__Directions__
Your task is to transcribe all the entries exactly, excluding pictures.

Exercise materials START

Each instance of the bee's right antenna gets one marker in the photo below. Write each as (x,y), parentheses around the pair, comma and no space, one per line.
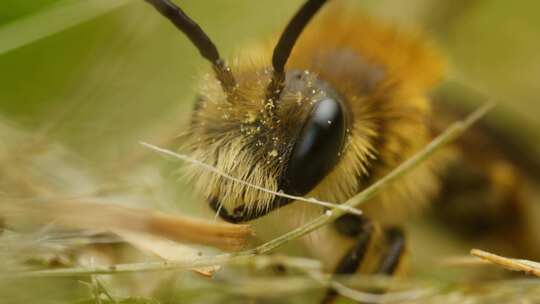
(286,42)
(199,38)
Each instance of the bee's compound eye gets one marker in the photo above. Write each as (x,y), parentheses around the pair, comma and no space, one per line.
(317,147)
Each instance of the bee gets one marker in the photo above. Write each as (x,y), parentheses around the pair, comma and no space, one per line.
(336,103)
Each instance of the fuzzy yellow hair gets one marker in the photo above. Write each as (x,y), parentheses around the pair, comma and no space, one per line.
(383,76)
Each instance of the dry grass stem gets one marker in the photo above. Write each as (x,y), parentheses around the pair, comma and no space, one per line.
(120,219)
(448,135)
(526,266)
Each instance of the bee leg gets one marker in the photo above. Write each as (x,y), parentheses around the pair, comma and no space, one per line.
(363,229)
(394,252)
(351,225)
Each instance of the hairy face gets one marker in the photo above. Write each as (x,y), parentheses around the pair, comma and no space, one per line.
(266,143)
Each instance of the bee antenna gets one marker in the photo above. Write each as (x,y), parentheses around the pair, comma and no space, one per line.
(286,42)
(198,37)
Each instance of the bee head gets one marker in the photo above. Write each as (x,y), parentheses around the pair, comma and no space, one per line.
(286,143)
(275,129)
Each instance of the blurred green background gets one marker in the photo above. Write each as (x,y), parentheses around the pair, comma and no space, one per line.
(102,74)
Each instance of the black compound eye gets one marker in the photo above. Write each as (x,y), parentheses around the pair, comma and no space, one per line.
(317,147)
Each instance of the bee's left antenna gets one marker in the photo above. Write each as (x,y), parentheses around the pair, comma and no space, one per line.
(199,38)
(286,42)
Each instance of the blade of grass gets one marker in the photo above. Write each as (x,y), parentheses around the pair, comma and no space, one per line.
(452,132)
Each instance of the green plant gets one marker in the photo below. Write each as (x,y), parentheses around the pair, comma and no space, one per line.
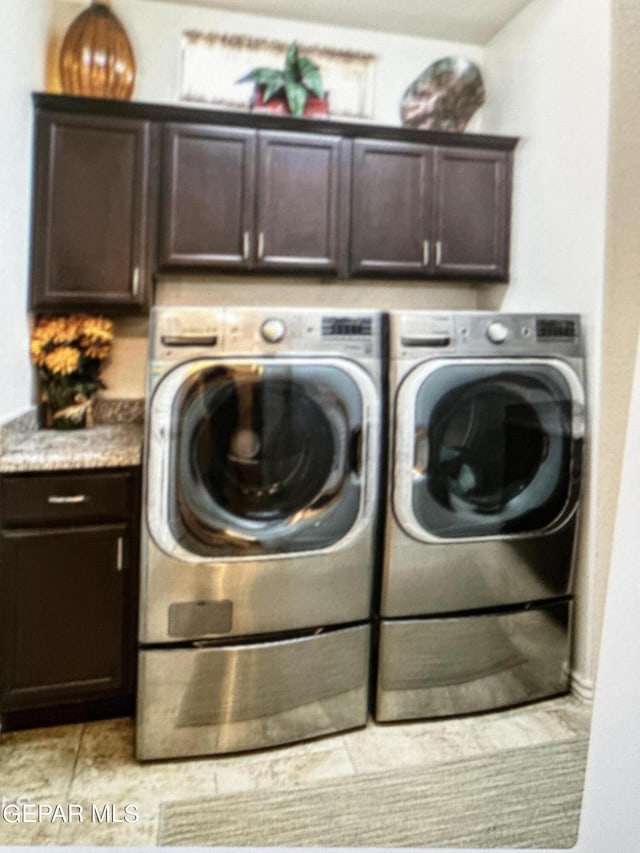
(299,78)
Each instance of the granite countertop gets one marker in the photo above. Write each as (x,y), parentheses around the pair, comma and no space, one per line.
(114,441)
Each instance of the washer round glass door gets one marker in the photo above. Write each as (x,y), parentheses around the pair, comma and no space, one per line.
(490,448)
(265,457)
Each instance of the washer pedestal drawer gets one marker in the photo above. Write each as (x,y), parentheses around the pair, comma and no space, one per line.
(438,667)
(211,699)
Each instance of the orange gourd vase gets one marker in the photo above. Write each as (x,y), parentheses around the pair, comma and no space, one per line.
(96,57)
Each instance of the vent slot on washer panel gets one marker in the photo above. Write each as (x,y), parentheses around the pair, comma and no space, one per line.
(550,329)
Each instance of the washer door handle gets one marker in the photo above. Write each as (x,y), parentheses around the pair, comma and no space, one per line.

Exercise materials END

__Output below__
Each instance of the bee's right antenna gets one marker in the photo below. Write each as (x,y), parentheses around the pair, comma and no space, one per line.
(286,42)
(199,38)
Each instance of the bee's compound eye gets one marker in the photo above. Write each as (x,y), parentheses around the pair, comma and no space, one per line.
(317,147)
Each instance of the bee gets one marker in the photo above. Write each as (x,y), parentheses around the pair, comma and no space, one per line.
(336,103)
Each instance of the fuzzy yellow hair gets one marker in the photo above. Write each as (x,y), parentheses around the pair, comma and no space, one per line.
(383,76)
Each instance of the dry grass stem gets one marker in the photo above. Write each as (x,y), parentheses around the pair, comma and no space, one per line.
(120,219)
(448,135)
(526,266)
Each instance of the bee leg gets one marker in the photo above. Write each as (x,y), parentheses around the pair, comma and no space, one per line.
(363,229)
(394,252)
(351,225)
Each instance of the hairy face gets one marker in the photo above. Write each as (x,y), parentheses around the pair, comma and no space, one per line.
(266,143)
Each instance of the bee antenna gets one marker in the photo above. Write each as (x,y), parentheses around the pair, comma and no space, one per line.
(286,42)
(198,37)
Each instance of the bee head gets one marker in the photo above. Write each as (x,y), parentheses around the pair, comma and no space, one per line.
(286,143)
(275,129)
Each instance of the blurred green background gets one marker in the photo above. Write each as (x,y), parentheses around the pair, comma and no space, one per line.
(102,74)
Each instance of the black compound eye gets one marker in the photo above. Write each as (x,y), parentheses around the pair, comma and no space, one per line.
(317,147)
Each instance of the bee's left antenna gets one marker in the photo above. Write each as (x,y), parentheses around the pair, comma and no space, one per line.
(199,38)
(286,42)
Each instance of the blade of grass gets one marker in the photo above. Write each as (x,y), parentheses around the pair, comma and no space, one per line.
(452,132)
Each instance of the green plant gets one marker in the photo below. Write each as (x,y), parentheses around the pair, comma and no space, one per line.
(299,78)
Each instance of the granite countertop gets one marker in the photo above. Write each as (x,y), parentheses around the pair, comma and no space, one per line.
(114,441)
Each instance of the washer round glass door gets one marker in the photo above. Write each as (x,y), parentheses around the pair, comma and no space, one per line.
(490,448)
(265,457)
Each instance of the washer pedestal drawer gets one marker in the photo above. Write each as (x,y), parentheses around the pair, comma and no space, one per line.
(438,667)
(211,699)
Each instance of the orange gourd vase gets one marker in the photo above. Write each as (x,y), parentheses around the pair, comma and no space, one per line.
(96,57)
Each instance of the vent slot on washer panel gets one marker in the photo above. Write each as (x,y), parentheses around the pair, comma and no space, one per line.
(550,329)
Each instance of the washer door handle gets one marker in the photo above. Write each as (x,y), parentheses around the pair, comma and no space, one per line.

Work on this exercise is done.